═════ MATERIAL PROVIDED ═════

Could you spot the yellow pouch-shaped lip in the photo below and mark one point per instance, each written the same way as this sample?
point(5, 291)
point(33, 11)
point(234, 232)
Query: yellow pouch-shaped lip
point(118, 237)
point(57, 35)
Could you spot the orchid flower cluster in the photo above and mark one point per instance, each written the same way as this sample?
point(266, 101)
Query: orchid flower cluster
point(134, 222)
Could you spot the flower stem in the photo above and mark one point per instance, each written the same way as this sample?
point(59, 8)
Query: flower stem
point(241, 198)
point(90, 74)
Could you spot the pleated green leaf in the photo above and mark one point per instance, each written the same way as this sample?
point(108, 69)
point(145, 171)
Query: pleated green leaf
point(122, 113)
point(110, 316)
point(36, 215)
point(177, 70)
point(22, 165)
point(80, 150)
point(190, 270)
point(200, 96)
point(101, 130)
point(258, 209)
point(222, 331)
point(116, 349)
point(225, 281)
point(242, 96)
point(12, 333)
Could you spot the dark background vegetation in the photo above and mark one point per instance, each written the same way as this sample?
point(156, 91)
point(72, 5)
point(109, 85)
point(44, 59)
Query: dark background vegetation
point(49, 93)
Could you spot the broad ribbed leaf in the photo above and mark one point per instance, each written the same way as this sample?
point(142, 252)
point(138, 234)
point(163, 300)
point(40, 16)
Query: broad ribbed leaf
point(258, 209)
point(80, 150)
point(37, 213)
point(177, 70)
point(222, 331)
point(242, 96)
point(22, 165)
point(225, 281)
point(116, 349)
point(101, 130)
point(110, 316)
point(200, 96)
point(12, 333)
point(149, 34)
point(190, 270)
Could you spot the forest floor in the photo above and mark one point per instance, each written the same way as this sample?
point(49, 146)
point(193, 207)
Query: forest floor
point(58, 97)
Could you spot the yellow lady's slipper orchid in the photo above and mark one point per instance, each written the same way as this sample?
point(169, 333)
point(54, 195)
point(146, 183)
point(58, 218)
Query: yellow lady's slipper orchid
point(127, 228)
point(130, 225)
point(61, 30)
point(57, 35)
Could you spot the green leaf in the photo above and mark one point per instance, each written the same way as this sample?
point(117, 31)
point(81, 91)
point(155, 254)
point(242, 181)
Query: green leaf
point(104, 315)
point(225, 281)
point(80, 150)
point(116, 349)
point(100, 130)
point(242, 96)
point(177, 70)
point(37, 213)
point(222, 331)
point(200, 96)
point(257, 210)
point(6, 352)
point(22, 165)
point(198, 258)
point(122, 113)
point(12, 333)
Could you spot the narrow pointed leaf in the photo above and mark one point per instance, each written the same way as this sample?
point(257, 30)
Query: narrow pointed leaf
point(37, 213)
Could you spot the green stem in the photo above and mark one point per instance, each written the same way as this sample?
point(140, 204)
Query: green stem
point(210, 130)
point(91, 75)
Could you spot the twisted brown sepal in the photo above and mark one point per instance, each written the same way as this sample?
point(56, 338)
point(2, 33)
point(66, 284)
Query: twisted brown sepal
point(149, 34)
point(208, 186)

═════
═════ MATERIAL PROVIDED ═════

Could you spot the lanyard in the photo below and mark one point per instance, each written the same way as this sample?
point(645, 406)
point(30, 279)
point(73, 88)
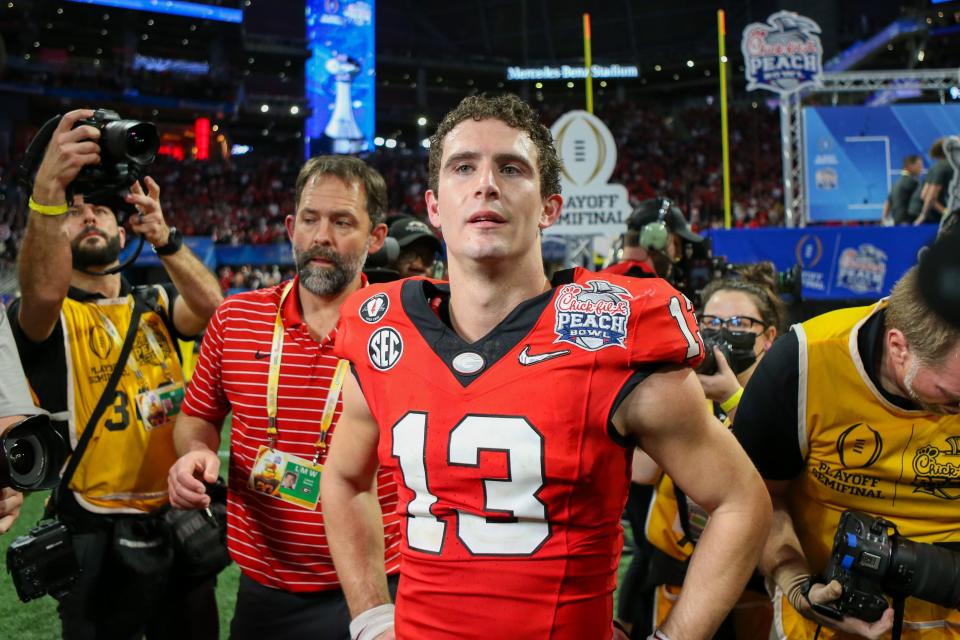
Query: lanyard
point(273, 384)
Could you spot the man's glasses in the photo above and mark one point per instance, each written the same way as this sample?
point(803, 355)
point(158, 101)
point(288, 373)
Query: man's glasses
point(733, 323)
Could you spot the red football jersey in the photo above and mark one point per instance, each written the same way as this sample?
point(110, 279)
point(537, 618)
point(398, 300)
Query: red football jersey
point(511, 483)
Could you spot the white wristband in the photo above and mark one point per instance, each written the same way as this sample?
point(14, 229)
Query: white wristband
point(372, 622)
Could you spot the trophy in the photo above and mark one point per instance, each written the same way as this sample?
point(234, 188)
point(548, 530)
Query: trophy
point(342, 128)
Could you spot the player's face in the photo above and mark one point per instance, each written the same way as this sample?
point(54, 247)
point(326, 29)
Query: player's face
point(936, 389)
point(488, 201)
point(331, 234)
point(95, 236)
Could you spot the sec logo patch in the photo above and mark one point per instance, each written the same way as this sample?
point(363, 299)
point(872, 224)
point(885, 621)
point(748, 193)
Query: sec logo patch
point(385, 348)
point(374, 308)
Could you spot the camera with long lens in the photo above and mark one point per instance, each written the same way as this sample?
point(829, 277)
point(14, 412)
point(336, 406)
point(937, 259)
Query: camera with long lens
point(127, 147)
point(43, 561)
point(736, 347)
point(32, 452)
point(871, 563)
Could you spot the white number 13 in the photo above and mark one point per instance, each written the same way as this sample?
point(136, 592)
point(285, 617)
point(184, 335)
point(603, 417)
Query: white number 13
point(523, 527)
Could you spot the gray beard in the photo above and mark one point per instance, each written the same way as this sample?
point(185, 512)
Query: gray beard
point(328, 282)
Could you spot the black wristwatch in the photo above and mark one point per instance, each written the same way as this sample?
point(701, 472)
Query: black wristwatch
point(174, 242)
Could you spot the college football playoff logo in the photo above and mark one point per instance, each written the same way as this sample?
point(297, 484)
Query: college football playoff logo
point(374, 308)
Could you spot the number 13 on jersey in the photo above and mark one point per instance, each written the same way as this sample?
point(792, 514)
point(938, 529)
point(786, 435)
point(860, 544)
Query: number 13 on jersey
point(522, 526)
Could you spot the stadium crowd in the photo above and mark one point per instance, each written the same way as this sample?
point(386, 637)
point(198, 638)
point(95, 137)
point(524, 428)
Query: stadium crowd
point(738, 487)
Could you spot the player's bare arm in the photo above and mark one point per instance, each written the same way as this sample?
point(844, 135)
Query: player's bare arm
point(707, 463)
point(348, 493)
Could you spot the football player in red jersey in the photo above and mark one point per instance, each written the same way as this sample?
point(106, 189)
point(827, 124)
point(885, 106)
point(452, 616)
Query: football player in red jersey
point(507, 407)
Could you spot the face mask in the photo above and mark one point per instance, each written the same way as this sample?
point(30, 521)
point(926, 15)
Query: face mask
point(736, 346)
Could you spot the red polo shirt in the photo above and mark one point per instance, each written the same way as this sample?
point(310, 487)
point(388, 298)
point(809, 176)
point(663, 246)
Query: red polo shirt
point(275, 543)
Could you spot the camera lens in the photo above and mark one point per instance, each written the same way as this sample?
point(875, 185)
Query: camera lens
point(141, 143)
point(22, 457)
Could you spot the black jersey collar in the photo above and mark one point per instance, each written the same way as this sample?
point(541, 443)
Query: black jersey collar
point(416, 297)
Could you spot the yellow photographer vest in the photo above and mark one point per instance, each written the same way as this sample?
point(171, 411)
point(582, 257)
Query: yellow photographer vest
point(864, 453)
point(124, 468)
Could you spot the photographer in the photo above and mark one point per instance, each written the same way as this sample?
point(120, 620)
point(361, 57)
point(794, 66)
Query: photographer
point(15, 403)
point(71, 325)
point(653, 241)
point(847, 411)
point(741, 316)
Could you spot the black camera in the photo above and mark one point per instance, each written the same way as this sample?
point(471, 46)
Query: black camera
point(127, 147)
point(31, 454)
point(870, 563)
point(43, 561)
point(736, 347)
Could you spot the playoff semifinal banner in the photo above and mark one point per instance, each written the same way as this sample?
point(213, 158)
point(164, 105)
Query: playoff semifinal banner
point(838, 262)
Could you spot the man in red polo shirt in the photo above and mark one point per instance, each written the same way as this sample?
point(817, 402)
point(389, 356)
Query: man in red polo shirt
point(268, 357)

═════

## WRITTEN TASK
Retype the items from the line containing "Could you spot the green stem" through the line containing "point(208, 186)", both lines included, reproducing each line verbatim.

## SOLVED EXERCISE
Could you spot the green stem in the photo above and mark one point per instance, each written the same way as this sample?
point(140, 204)
Query: green stem
point(210, 130)
point(91, 75)
Could you spot the twisted brown sepal in the photo above and mark one point per instance, each written the same way as this sample?
point(56, 338)
point(2, 33)
point(66, 284)
Query: twisted brown sepal
point(149, 34)
point(208, 186)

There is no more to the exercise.